### PROBLEM TO SOLVE:
How many lines in the entries below contain the word "blurred"? Answer with the number and nothing else.

### Saved entries:
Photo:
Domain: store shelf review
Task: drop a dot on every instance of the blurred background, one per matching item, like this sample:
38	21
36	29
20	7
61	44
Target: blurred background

### ANSWER BOX:
2